▸ **Information given**
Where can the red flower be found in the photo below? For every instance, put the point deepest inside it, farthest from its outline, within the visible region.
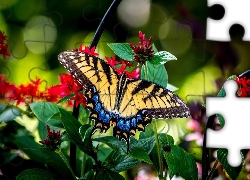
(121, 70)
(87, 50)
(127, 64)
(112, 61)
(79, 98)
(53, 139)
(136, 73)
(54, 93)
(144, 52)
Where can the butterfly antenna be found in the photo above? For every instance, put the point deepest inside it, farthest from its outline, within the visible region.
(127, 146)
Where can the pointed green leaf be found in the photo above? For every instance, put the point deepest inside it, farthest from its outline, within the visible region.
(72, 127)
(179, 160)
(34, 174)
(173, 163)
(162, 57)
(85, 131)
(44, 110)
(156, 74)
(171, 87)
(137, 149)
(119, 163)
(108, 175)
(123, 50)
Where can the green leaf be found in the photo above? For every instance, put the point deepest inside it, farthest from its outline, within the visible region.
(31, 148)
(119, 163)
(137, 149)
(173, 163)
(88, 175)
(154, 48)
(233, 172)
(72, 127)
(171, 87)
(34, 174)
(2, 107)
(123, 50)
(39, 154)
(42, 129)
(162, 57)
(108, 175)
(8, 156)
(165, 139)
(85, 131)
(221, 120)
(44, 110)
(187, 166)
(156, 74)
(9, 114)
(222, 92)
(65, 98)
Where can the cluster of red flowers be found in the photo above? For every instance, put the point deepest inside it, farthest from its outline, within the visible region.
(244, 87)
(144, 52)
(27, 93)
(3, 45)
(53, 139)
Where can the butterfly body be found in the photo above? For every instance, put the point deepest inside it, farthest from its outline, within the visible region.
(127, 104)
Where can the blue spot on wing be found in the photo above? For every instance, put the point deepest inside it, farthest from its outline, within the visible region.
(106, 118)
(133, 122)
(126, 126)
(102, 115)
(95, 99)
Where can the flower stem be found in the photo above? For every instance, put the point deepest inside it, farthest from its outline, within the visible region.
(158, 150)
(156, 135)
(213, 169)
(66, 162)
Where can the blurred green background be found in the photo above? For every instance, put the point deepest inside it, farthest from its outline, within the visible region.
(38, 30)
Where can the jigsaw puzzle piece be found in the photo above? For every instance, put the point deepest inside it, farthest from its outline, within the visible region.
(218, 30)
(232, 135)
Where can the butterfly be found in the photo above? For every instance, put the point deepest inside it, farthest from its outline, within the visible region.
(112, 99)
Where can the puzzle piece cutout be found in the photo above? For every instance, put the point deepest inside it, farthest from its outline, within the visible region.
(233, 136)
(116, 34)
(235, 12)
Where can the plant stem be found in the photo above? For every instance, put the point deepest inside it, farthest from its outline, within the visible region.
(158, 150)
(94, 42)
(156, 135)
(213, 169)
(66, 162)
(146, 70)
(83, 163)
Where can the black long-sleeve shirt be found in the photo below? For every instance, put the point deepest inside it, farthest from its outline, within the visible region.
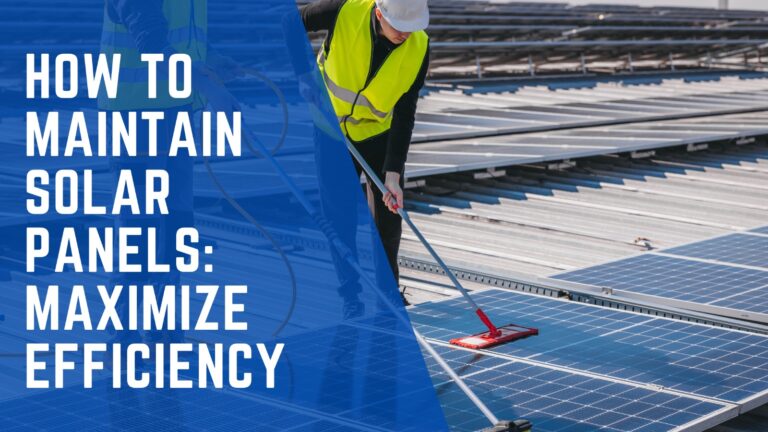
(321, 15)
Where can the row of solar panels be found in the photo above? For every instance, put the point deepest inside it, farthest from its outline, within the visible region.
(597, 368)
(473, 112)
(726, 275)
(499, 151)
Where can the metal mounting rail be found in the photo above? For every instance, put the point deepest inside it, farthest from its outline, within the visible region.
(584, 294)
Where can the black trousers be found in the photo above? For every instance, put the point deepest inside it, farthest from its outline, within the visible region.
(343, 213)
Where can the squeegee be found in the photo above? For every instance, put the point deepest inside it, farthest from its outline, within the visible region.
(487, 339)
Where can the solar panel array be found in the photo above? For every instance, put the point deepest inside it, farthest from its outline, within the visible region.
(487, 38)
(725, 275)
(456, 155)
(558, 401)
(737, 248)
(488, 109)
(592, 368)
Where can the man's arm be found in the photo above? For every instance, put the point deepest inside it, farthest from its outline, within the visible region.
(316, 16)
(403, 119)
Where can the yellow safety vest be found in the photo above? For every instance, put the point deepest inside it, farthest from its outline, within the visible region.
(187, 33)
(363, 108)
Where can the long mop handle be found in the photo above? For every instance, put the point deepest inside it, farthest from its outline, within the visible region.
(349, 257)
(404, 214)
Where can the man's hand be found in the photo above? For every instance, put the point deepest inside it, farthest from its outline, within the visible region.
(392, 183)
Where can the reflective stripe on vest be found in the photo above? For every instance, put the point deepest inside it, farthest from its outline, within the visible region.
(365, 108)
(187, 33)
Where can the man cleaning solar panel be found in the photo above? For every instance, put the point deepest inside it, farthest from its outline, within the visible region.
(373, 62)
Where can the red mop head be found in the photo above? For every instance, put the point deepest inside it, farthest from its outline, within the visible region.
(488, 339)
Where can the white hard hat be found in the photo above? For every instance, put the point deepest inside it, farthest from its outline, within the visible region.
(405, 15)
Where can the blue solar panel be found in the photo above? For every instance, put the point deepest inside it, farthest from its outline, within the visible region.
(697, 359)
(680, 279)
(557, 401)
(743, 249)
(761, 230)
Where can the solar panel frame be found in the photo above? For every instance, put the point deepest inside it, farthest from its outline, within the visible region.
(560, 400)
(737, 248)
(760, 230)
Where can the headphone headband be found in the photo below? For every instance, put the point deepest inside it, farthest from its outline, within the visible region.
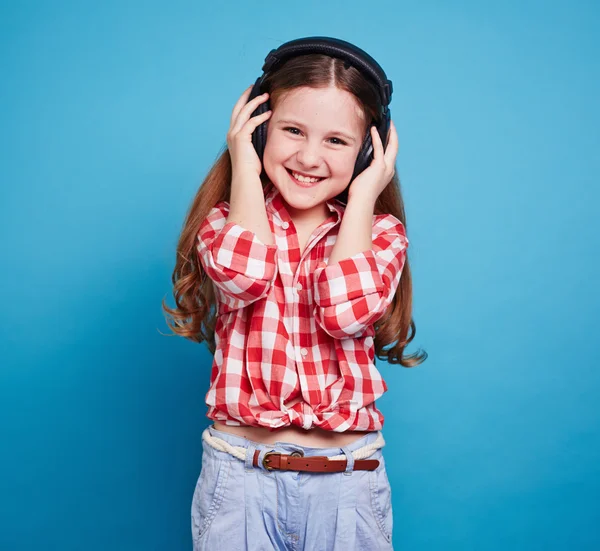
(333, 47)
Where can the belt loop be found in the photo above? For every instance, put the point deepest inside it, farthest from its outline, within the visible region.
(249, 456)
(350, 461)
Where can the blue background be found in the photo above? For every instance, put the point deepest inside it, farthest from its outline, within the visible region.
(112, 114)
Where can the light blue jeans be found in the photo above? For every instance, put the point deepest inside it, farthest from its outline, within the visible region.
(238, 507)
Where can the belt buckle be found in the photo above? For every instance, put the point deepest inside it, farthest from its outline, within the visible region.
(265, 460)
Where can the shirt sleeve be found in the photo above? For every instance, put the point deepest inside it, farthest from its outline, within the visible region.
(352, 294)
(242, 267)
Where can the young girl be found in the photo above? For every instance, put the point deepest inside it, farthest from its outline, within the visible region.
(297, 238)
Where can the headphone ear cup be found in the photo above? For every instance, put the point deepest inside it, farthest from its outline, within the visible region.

▸ **Work required**
Give the material again exactly as it is, but keep the pictures out.

▸ **Response**
Where can the red flower be found in the photo below? For every instance, put the point deepest inside it, farthest from its outline, within the visible region.
(121, 70)
(87, 50)
(127, 64)
(112, 61)
(79, 98)
(53, 139)
(136, 73)
(54, 93)
(144, 52)
Where can the butterfly antenna be found in the photo above? For every instance, put the point deepest inside it, farthest from its outline, within the visible region.
(127, 146)
Where can the pointed green leaf be found in the photo above? For every instance, put the point deepest inside it, farthest from its outline, within the visible region.
(72, 127)
(179, 160)
(34, 174)
(173, 163)
(162, 57)
(85, 131)
(44, 110)
(156, 74)
(171, 87)
(137, 149)
(119, 163)
(108, 175)
(123, 50)
Where can the green leaf be found in the photo above? For every instance, put the point deepest inside it, farthest from its outline, within the visible region.
(31, 148)
(119, 163)
(137, 149)
(173, 163)
(88, 175)
(154, 48)
(233, 172)
(72, 127)
(171, 87)
(34, 174)
(2, 107)
(123, 50)
(39, 154)
(42, 129)
(162, 57)
(108, 175)
(8, 156)
(165, 139)
(85, 131)
(221, 120)
(44, 110)
(187, 166)
(156, 74)
(9, 114)
(222, 92)
(65, 98)
Where can the cluster of red flowers be found in the photo above? For every instance, put the point deepest inside it, farthest from its outline, within the visible region.
(244, 87)
(144, 52)
(27, 93)
(3, 45)
(53, 139)
Where can the butterfly body be found in the photo above? For every instance, put the point deepest inside it, farthest from its outline, within the visible region.
(127, 104)
Where can the blue spot on wing be found in the photo above? For every instance, put the point deepest inside it, farthest from its outline, within the visible region.
(106, 118)
(133, 122)
(126, 126)
(102, 115)
(95, 99)
Where can the flower stem be found in the photo above? For every instance, put the point deepest inside it, farthest from its outline, within the visible region.
(158, 150)
(156, 135)
(213, 169)
(66, 162)
Where can the blurred green background be found in the photo above? For every instance, put the point deepest inside it, farthest from its outline, within the visible region.
(38, 30)
Where can the jigsaw puzzle piece be found in the photo above? For every instance, put the point deepest inside it, farthest from its outline, within the visible region.
(218, 30)
(232, 135)
Where can the butterfly be found in the photo above? For every instance, put the point deepest inside it, farthest from its outline, within the visible region.
(112, 99)
Where can the puzzle piece cutout be found in the photo above? For every instance, put the point deepest inside it, farthest from its outline, within the visible region.
(233, 136)
(116, 34)
(235, 12)
Where can the plant stem be found in the photo above? For every instance, put the point deepest inside it, farthest from its outline, within the visible region.
(158, 150)
(94, 42)
(156, 135)
(213, 169)
(66, 162)
(146, 70)
(83, 163)
Where can the black long-sleeve shirt be found in the photo below? For every instance, put the point deepest inside it, farthest from its outline, within the visible region.
(321, 15)
Where can the row of solar panels be found in the photo above? For every instance, put the point deepest inside it, farthest from its outline, within the visible region.
(597, 368)
(473, 112)
(726, 275)
(499, 151)
Where can the metal mounting rail be found in the photo above? For every instance, put the point deepest inside it, farthest from its outline, within the visible region.
(584, 294)
Where can the black trousers be found in the photo above? For every instance, put the point deepest inside it, farthest from its outline, within the visible region.
(343, 213)
Where can the squeegee be found in the photo above? For every instance, put the point deepest inside it, farthest from its outline, within the visible region.
(487, 339)
Where can the solar panel array be found in the photo above? For every instance, put the point deepest inside it, farthest from its outline, within the visible region.
(487, 38)
(725, 275)
(456, 155)
(558, 401)
(737, 248)
(488, 109)
(592, 368)
Where can the man's arm be found in the photo above? For every instance, put the point deepest inside it, farthest from its outline, within the visible region.
(316, 16)
(403, 119)
Where can the yellow safety vest be found in the photo above? For every instance, put the point deepest inside it, farthest from its outline, within the visible region.
(187, 33)
(363, 108)
Where can the long mop handle be found in the photo above? For every instance, put the point deepest inside it, farthest from its outline, within the visible region.
(349, 257)
(404, 214)
Where can the man's hand be found in the photo above? For every instance, put the point deepest inside it, farthest from its outline, within the visible region.
(392, 183)
Where can the reflective stripe on vest be found in the photo above? For every instance, put the point deepest inside it, farthest from its outline, within the visible region.
(365, 108)
(187, 33)
Where can the man cleaning solar panel be found in the photo above? For every instance, put the point deepest inside it, farthest from its outline, within the visible region.
(373, 62)
Where can the red mop head be found in the photo above? For every instance, put the point deepest inside it, farthest from its outline, within the visible region.
(488, 339)
Where can the white hard hat be found in the photo above? For every instance, put the point deepest inside it, farthest from its outline, within the visible region.
(405, 15)
Where can the blue solar panel be found in the photo above? For every instance, put the point deepest inside it, farthest from its outline, within the visible region.
(697, 359)
(680, 279)
(557, 401)
(743, 249)
(761, 230)
Where can the solar panel frame be found in the photo above? For every instance, put the point deepest inside it, farthest from its outline, within the visible region.
(560, 400)
(737, 248)
(760, 230)
Where can the headphone headband be found in the photo below? For every instance, put the point deepest inside it, farthest from its outline, within the visible region.
(333, 47)
Where can the belt loop be found in the photo above? For every instance, put the point deepest inside it, farthest from its outline, within the visible region.
(249, 456)
(350, 461)
Where can the blue background be found in the photo above? For every instance, put the point deepest inside it, farthest from its outline, within the visible region.
(112, 114)
Where can the light blue jeans be found in the photo above? For every instance, put the point deepest inside it, farthest from its outline, within the visible region.
(238, 507)
Where can the belt buckle be found in the photo above? For every instance, put the point deepest inside it, farthest from its outline, within the visible region.
(265, 460)
Where can the shirt sleeve be found in the photo above? For every instance, put the point deepest inside it, farthest from its outline, within the visible region.
(352, 294)
(242, 267)
Where can the young girl be found in the photo above? For every instance, put the point deepest inside it, farthest from its outline, within the visible region.
(297, 238)
Where can the headphone ear cup be found in the photo above? For every instance, put the point deepest inside it, farthest from its outline, within the visible region.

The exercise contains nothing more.